_What is required_
In the records, from the line containing "[spot] the child's fingers, one" through the last line, replace every "one dot per instance" with "a single point per instance" and give back only those lines with nothing else changed.

(Lines of data)
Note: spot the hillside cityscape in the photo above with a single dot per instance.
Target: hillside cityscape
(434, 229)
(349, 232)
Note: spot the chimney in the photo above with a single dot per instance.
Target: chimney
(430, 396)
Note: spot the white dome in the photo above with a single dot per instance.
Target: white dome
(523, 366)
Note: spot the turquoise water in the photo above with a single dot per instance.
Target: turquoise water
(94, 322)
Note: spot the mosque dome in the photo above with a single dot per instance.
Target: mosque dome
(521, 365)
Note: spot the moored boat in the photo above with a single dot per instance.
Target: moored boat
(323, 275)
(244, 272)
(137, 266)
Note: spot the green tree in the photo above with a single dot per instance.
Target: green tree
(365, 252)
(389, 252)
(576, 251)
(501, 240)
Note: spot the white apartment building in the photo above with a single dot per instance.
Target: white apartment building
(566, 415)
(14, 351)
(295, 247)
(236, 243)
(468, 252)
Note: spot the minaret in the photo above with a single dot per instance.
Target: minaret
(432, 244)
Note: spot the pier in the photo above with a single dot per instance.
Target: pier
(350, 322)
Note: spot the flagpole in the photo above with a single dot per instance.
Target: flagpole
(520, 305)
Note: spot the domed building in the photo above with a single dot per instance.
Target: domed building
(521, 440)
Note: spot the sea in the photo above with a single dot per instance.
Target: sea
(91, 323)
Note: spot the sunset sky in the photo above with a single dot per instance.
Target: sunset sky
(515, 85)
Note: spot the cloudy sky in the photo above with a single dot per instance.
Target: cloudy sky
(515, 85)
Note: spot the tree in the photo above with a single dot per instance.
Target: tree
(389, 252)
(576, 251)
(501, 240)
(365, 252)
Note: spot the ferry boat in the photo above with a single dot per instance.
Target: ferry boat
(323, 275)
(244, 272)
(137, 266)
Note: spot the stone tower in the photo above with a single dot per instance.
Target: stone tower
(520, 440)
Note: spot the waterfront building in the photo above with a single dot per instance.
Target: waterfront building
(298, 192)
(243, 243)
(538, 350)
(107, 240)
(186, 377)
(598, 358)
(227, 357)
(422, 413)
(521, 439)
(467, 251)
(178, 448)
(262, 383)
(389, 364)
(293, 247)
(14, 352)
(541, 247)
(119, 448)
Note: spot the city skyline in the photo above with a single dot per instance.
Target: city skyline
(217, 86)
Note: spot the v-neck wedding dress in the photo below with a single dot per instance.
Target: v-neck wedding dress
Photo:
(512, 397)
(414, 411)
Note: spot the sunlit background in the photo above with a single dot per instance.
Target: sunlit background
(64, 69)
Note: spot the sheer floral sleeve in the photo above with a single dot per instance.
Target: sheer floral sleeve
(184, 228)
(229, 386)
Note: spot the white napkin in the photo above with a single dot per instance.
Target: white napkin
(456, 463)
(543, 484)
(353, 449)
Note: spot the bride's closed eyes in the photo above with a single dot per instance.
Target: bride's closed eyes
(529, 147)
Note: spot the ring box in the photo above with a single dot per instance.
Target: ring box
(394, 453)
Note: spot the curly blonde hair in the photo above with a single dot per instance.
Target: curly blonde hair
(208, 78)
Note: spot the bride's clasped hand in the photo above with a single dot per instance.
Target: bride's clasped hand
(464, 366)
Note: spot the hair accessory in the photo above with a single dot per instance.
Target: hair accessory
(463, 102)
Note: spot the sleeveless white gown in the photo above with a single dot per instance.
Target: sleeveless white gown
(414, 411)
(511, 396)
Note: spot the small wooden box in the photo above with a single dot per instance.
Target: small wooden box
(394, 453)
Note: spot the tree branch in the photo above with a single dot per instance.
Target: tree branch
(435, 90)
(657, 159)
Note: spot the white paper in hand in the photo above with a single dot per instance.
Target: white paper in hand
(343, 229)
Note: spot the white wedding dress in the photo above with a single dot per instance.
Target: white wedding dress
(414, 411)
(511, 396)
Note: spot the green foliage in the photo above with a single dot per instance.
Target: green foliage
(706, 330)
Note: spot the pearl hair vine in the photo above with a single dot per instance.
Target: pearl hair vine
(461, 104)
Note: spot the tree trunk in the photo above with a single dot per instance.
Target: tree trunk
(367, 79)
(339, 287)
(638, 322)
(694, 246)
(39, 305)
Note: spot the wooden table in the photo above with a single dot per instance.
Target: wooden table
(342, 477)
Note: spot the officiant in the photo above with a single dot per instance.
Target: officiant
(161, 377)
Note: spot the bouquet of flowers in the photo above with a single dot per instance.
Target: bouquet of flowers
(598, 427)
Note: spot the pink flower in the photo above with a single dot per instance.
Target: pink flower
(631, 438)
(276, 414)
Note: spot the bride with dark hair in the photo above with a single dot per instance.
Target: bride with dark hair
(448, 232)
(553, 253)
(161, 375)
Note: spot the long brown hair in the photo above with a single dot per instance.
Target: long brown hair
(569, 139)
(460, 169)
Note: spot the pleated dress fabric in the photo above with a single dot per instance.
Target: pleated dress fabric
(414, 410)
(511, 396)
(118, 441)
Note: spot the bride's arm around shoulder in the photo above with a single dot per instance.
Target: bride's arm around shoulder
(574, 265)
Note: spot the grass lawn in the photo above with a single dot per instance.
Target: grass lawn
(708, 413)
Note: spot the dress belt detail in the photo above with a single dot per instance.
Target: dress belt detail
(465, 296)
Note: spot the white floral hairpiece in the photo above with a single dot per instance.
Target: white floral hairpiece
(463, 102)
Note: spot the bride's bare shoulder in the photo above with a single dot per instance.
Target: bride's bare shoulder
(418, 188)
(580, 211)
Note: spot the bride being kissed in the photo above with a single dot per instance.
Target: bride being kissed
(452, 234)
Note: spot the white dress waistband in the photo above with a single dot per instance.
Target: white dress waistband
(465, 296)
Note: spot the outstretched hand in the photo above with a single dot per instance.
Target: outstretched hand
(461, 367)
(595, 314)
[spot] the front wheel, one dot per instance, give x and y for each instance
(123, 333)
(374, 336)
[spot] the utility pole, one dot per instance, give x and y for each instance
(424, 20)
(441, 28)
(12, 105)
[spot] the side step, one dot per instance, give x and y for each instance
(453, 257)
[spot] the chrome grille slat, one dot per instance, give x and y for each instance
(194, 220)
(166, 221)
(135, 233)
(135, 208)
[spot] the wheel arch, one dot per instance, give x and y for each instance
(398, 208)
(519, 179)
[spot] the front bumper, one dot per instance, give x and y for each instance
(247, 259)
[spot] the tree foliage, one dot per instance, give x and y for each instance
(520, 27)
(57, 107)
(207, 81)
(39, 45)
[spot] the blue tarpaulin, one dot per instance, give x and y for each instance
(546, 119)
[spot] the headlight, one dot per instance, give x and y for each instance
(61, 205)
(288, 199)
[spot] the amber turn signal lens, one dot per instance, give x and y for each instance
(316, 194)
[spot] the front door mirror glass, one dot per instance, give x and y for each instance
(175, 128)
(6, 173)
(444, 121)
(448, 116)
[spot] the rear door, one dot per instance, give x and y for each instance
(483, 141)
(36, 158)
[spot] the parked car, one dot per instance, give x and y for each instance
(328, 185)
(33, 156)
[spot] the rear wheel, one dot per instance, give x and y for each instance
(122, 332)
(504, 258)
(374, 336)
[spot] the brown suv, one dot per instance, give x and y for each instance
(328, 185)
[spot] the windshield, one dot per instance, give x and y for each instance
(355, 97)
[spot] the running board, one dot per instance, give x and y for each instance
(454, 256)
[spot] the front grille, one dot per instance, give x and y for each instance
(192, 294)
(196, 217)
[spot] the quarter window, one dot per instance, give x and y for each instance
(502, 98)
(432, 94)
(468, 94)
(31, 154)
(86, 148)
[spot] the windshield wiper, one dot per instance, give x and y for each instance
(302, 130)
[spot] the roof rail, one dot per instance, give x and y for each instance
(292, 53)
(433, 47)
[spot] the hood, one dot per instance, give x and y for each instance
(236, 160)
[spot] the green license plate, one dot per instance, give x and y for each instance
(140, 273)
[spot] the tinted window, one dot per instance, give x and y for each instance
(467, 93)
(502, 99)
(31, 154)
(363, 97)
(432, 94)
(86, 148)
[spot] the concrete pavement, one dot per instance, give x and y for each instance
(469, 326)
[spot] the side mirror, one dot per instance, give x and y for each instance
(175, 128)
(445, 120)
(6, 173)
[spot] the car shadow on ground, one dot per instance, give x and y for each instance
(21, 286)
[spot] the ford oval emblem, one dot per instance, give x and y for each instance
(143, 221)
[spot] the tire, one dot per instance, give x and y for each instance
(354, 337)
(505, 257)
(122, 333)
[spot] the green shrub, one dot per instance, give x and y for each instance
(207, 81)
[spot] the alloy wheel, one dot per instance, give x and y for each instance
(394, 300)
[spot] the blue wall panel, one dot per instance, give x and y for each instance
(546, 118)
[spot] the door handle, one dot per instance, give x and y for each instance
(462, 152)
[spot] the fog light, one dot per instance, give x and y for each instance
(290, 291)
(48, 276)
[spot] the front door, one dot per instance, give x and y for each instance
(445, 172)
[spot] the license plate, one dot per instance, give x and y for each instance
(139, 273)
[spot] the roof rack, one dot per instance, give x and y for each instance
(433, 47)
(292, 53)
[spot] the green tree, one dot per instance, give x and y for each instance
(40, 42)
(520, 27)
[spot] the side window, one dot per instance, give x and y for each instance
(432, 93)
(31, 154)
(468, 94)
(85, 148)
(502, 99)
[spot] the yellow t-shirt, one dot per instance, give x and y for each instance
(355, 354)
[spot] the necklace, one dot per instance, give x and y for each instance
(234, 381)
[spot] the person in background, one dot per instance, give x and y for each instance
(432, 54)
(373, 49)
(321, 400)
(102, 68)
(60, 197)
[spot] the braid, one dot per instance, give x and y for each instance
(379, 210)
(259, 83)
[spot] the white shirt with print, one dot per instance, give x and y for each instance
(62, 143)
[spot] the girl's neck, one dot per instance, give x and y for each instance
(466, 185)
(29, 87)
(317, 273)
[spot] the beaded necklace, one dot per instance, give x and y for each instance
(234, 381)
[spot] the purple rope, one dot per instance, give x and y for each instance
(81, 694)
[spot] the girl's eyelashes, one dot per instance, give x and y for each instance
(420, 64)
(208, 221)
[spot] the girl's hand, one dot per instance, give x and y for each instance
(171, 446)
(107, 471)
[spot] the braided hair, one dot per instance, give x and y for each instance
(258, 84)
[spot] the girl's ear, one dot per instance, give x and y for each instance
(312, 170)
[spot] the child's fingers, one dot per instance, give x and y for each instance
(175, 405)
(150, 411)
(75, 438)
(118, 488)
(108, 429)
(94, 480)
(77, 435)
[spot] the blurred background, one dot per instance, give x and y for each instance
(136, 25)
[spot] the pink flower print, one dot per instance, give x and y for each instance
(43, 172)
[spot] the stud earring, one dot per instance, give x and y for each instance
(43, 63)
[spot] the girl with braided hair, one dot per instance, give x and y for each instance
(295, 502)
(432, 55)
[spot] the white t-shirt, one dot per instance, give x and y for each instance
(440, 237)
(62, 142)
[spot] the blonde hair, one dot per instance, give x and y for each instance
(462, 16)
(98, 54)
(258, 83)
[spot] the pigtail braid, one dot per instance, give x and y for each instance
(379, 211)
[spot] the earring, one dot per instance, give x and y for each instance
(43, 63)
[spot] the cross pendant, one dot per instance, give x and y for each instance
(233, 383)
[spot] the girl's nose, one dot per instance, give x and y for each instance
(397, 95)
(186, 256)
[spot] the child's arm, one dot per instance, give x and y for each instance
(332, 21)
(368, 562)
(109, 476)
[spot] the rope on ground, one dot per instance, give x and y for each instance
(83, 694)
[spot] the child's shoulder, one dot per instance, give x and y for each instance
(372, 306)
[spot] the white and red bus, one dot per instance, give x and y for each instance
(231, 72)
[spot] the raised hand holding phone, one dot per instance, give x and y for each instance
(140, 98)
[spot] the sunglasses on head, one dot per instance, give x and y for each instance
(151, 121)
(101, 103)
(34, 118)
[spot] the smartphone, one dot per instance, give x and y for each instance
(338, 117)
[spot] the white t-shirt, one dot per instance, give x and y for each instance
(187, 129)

_Written answer_
[spot] the child's fingers, a single point per instance, give x and y for each instance
(175, 405)
(150, 411)
(75, 438)
(118, 488)
(108, 429)
(94, 480)
(77, 435)
[spot] the blurred background, a single point per instance, give x and y for each instance
(136, 25)
[spot] the pink flower print, a single point per instance, give x and y for each instance
(43, 172)
[spot] the stud earring, a single point per instance, give x and y for each instance
(43, 63)
[spot] the girl with braided hair, a single point per instance, give x and y for each instance
(295, 502)
(432, 55)
[spot] the white t-shirt, a single point per instance, give x and y for each instance
(440, 237)
(62, 142)
[spot] the blonde hair, a single point per instance, give x and y for each instance
(462, 16)
(98, 54)
(258, 83)
[spot] the pigtail braid, a single point per instance, give x and y for each instance
(379, 211)
[spot] the earring, a single point per instance, give x and y for each instance
(43, 63)
[spot] the cross pendant, a single point per instance, give x and y for each instance
(233, 383)
[spot] the girl's nose, a single point per instance, give x and y for each instance
(397, 95)
(186, 256)
[spot] the child's arm, a single point per instance, give x and y for each instance
(332, 21)
(368, 562)
(109, 476)
[spot] the rope on ground, a single point per instance, give x and y for each instance
(83, 694)
[spot] the child's shoulder, a single point per instance, give x and y for each instance
(372, 306)
[spot] the white and red bus, a single point per instance, give x and y for each instance
(231, 72)
[spot] the raised hand holding phone, a single point per instance, give x and y for each instance
(140, 98)
[spot] the sunglasses on head, a single point per instance, give x and y for each instance
(151, 121)
(101, 103)
(34, 118)
[spot] the smartphone, a single point per instance, give x and y for each instance
(338, 117)
[spot] the white t-shirt, a single point per instance, give x and y for each instance
(187, 129)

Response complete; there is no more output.